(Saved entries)
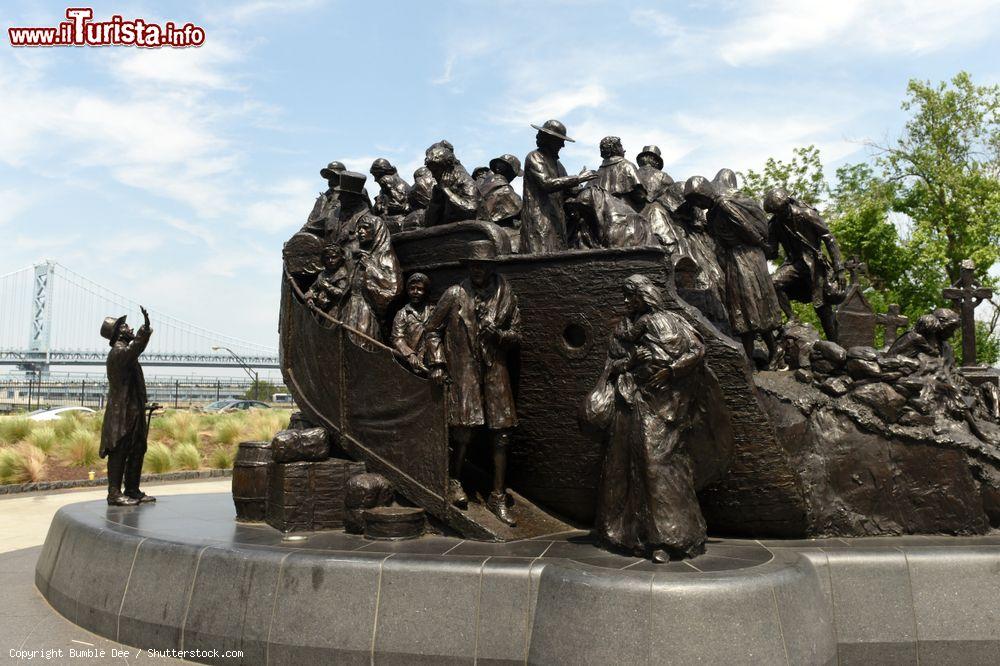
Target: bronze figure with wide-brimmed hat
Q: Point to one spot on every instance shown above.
(472, 335)
(554, 128)
(326, 202)
(653, 154)
(543, 220)
(455, 196)
(502, 204)
(124, 431)
(392, 201)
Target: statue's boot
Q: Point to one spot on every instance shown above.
(457, 494)
(121, 500)
(497, 504)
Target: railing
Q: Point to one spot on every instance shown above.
(25, 395)
(58, 357)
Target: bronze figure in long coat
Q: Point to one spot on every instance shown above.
(543, 220)
(739, 226)
(654, 382)
(327, 202)
(392, 201)
(123, 434)
(619, 176)
(806, 275)
(455, 196)
(475, 327)
(409, 326)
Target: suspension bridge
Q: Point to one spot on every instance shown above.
(49, 316)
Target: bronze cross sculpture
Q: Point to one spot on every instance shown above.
(892, 321)
(967, 293)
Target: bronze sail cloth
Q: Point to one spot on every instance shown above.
(394, 420)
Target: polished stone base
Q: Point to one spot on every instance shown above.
(182, 574)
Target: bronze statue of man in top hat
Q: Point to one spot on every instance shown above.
(326, 202)
(123, 436)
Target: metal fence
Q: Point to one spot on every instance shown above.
(25, 395)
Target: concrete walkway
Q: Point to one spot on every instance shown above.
(30, 631)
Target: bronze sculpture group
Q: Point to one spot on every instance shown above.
(657, 378)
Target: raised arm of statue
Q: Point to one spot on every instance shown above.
(536, 169)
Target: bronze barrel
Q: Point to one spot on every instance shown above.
(250, 480)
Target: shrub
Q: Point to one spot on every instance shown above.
(43, 437)
(158, 459)
(226, 432)
(80, 449)
(263, 424)
(22, 463)
(186, 456)
(14, 429)
(66, 424)
(179, 427)
(222, 457)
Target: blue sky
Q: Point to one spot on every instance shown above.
(174, 176)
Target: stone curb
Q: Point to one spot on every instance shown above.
(40, 486)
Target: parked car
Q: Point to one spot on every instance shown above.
(245, 404)
(219, 405)
(53, 413)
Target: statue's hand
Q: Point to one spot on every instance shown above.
(644, 355)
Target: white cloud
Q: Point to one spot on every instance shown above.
(283, 208)
(191, 67)
(557, 103)
(255, 10)
(13, 202)
(762, 30)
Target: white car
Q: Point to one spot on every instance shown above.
(54, 413)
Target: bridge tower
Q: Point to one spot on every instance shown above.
(41, 319)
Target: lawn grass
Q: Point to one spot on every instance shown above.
(178, 439)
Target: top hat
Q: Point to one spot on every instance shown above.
(380, 166)
(654, 151)
(699, 187)
(418, 277)
(332, 169)
(439, 153)
(510, 162)
(351, 182)
(555, 128)
(481, 251)
(110, 328)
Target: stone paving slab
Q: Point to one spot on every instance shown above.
(337, 598)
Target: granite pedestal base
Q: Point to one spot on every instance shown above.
(182, 574)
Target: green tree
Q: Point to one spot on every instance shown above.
(802, 177)
(945, 170)
(924, 203)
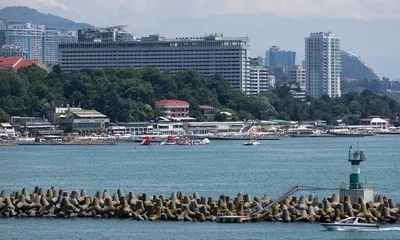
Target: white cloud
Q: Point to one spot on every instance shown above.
(106, 10)
(37, 4)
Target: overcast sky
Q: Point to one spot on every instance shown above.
(370, 28)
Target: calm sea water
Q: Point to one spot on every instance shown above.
(223, 167)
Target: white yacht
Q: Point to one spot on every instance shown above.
(351, 223)
(251, 142)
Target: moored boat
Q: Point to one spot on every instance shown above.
(351, 223)
(251, 142)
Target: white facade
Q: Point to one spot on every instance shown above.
(260, 80)
(379, 123)
(323, 60)
(6, 130)
(209, 55)
(28, 36)
(297, 74)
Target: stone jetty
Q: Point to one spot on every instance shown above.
(57, 203)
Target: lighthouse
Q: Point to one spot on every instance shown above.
(355, 159)
(355, 189)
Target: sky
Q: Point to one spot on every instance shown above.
(370, 28)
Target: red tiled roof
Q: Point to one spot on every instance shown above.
(26, 63)
(206, 107)
(172, 103)
(9, 62)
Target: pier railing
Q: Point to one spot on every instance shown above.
(364, 185)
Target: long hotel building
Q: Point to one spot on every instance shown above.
(323, 64)
(209, 55)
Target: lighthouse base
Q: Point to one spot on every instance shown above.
(367, 194)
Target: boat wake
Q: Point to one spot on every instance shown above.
(370, 230)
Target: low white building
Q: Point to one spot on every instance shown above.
(379, 123)
(168, 126)
(206, 128)
(6, 130)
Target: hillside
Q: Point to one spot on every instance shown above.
(25, 14)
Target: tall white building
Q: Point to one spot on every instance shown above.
(323, 64)
(28, 36)
(209, 55)
(297, 74)
(260, 80)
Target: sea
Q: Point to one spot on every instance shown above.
(222, 167)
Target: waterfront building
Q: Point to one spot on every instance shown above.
(173, 109)
(213, 128)
(133, 128)
(209, 55)
(280, 58)
(84, 121)
(28, 36)
(34, 126)
(376, 122)
(52, 37)
(15, 63)
(53, 114)
(208, 112)
(297, 74)
(12, 51)
(260, 80)
(323, 64)
(354, 67)
(168, 126)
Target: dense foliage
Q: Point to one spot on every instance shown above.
(127, 94)
(25, 14)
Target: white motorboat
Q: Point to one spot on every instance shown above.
(351, 223)
(251, 142)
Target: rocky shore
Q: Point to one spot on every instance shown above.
(57, 203)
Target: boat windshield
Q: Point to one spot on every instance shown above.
(348, 220)
(361, 220)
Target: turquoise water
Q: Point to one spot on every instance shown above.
(223, 167)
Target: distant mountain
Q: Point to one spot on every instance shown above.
(25, 14)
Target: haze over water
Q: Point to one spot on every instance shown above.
(223, 167)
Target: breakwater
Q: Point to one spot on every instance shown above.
(57, 203)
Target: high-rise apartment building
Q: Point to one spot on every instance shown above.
(28, 36)
(297, 74)
(12, 51)
(323, 64)
(209, 55)
(280, 58)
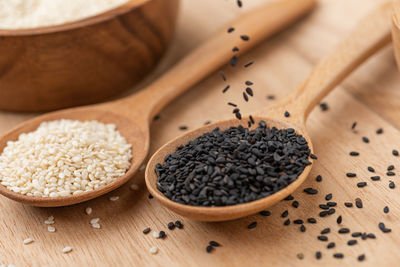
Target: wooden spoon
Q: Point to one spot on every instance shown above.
(133, 114)
(368, 37)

▶ [Activity]:
Without the pictures, give every line above again exactly.

▶ [Answer box]:
Target: bronze figure with wide-brimmed hat
Q: Point to one spot on every instance shown above.
(472, 335)
(554, 128)
(326, 202)
(653, 154)
(543, 220)
(455, 196)
(502, 204)
(124, 431)
(392, 201)
Target: statue's boot
Q: Point to one spot on every instance shown above.
(457, 494)
(121, 500)
(497, 504)
Target: railing
Q: Point to one spot on every instance shown above.
(25, 395)
(58, 357)
Target: bronze figure in long coat
Q: Point to one spot on every instance shown above.
(543, 220)
(739, 226)
(654, 382)
(327, 202)
(392, 201)
(123, 434)
(619, 176)
(806, 275)
(455, 196)
(475, 327)
(409, 326)
Target: suspension bridge
Q: Point to one spot on every instance shown above.
(49, 316)
Target: bronze cross sculpture
Q: Point to one spot on every instance shown above.
(892, 321)
(967, 293)
Target: bronze sail cloth
Q: Point to one spot on every instance shown above.
(394, 420)
Target: polished stone base
Q: Point to one spot on every instance shown above.
(182, 574)
Target: bronze statue of man in top hat
Q: Point to one spot on every instance shown above.
(326, 202)
(123, 436)
Target: metal fence
Q: Point to one spot on every instance shown above.
(25, 395)
Target: concrete walkway
Q: Point to one spot on every instance shown above.
(30, 631)
Target: bronze sculpture group
Q: Point to one spot on every instance shown above.
(657, 378)
Target: raised arm of statue
Q: Point to one spot on every instance shown above.
(536, 169)
Target: bronze barrel
Q: Point to one spot on every instance shown above.
(250, 480)
Target: shrub
Q: Point to one spot on every instance shown above.
(43, 437)
(158, 459)
(226, 432)
(80, 449)
(263, 424)
(22, 463)
(186, 456)
(14, 429)
(66, 424)
(179, 427)
(222, 457)
Target: blue sky
Q: Point to one spot on every instance shown above.
(174, 176)
Target: stone curb
Q: Point to one spot on every instance shown above.
(40, 486)
Target: parked car
Q: Point to one spot on every instance shown above.
(245, 404)
(219, 405)
(53, 413)
Target: statue's hand
Q: Point to one spot on every instance shown above.
(644, 355)
Target: white cloud
Q: Point to one spot on every instance shown above.
(283, 208)
(191, 67)
(557, 103)
(255, 10)
(13, 202)
(762, 30)
Target: white car
Q: Point to one spot on every instance shown above.
(54, 413)
Target: bridge tower
Q: Point to one spot on every instance shown above.
(41, 319)
Target: lawn grass
Q: Point to one spot on every instance shown above.
(178, 439)
Target: top hat
Q: Point to one spot on every instance shown above.
(380, 166)
(654, 151)
(699, 187)
(418, 277)
(332, 169)
(439, 153)
(510, 162)
(351, 182)
(555, 128)
(481, 251)
(110, 328)
Target: stone paving slab
Q: Point to one spot on every instance shown above.
(337, 598)
Target: granite pedestal base
Q: Point to one spot on every instance shown above.
(182, 574)
Target: green tree
Q: Point to one spot on every instance shown above.
(802, 177)
(945, 170)
(924, 203)
Target: white cloud
Q: Point to one spot on every instance shown above.
(106, 10)
(37, 4)
Target: overcast sky
Q: Point to one spot on every instance shown above.
(370, 28)
Target: calm sea water
Q: Point to one spot on every instance shown above.
(223, 167)
Target: white yacht
Q: Point to one spot on every instance shown above.
(351, 223)
(251, 142)
Target: moored boat
Q: Point to one spot on every instance shown above.
(351, 223)
(251, 142)
Target: white facade
Q: Point to one spot on every instance shown above.
(260, 80)
(379, 123)
(323, 60)
(6, 130)
(209, 55)
(28, 36)
(297, 74)
Target: stone jetty
Q: Point to one spot on every instance shown above.
(57, 203)
Target: lighthouse
Q: Point to one spot on every instance shown above.
(355, 159)
(355, 189)
Target: sky
Q: Point to one spot on every instance shown above.
(370, 28)
Target: red tiled roof
Q: Point to one spot on every instance shown above.
(26, 63)
(206, 107)
(172, 103)
(9, 62)
Target: pier railing
Q: Point to one spot on every instance shown above.
(364, 185)
Target: long hotel building
Q: Point to one spot on every instance shown above.
(323, 64)
(209, 55)
Target: lighthouse base
Q: Point to one spot on every instance shown above.
(367, 194)
Target: boat wake
Q: Point to one spot on every instance shown above.
(370, 230)
Target: low white building
Q: Point to one spot on every instance shown above.
(379, 123)
(168, 126)
(206, 128)
(6, 130)
Target: hillside
Q: Point to one spot on every instance shown above.
(25, 14)
Target: tall white building
Q: Point to one spot on every instance shown above.
(323, 64)
(28, 36)
(209, 55)
(297, 74)
(260, 80)
Target: sea
Q: Point to one spot on every instance shown above.
(222, 167)
Target: waterfront building
Q: Point to one spot on every instance shown above.
(173, 109)
(213, 128)
(133, 128)
(209, 55)
(280, 58)
(84, 121)
(28, 36)
(34, 126)
(376, 122)
(52, 37)
(15, 63)
(53, 114)
(208, 112)
(297, 74)
(12, 51)
(260, 80)
(323, 64)
(354, 67)
(168, 126)
Target: dense foliage
Q: Point to one spot on every instance shown above.
(127, 94)
(25, 14)
Target: white motorboat
Q: Point to one spot on every instance shown above.
(351, 223)
(251, 142)
Target: rocky shore
Q: Point to one spot on every instance shown above.
(57, 203)
Target: boat windshield
Q: Point to one spot on every instance shown above.
(348, 220)
(361, 220)
Target: turquoise water
Q: Point to one spot on every instance shown above.
(223, 167)
Target: distant mountain
Q: Point to one spot on every instance shown above.
(25, 14)
Target: haze over water
Q: Point to one spot on every instance shown above.
(223, 167)
Target: breakwater
Q: Point to one spot on every instance shown above.
(57, 203)
Target: high-rise apartment building
Q: Point to one spot on every instance shown above.
(28, 36)
(297, 74)
(12, 51)
(323, 64)
(209, 55)
(280, 58)
Target: wooden spoon
Q: Point to one spot on every instance shown above.
(133, 114)
(368, 37)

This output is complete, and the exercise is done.